* **WHAT THE TASK REQUIRES**
Copy the entries below word for word, keeping every line and every set of coordinates unchanged.

---------- MATERIAL FOR THIS TASK ----------

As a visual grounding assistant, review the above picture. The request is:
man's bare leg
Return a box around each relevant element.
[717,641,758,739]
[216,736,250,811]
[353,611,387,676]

----------

* **TASK RESPONSE**
As a visual grounding assistant, review the above picture. The request is:
man's bare leg
Return a box around each relevant element.
[717,641,758,739]
[216,736,250,811]
[353,611,387,676]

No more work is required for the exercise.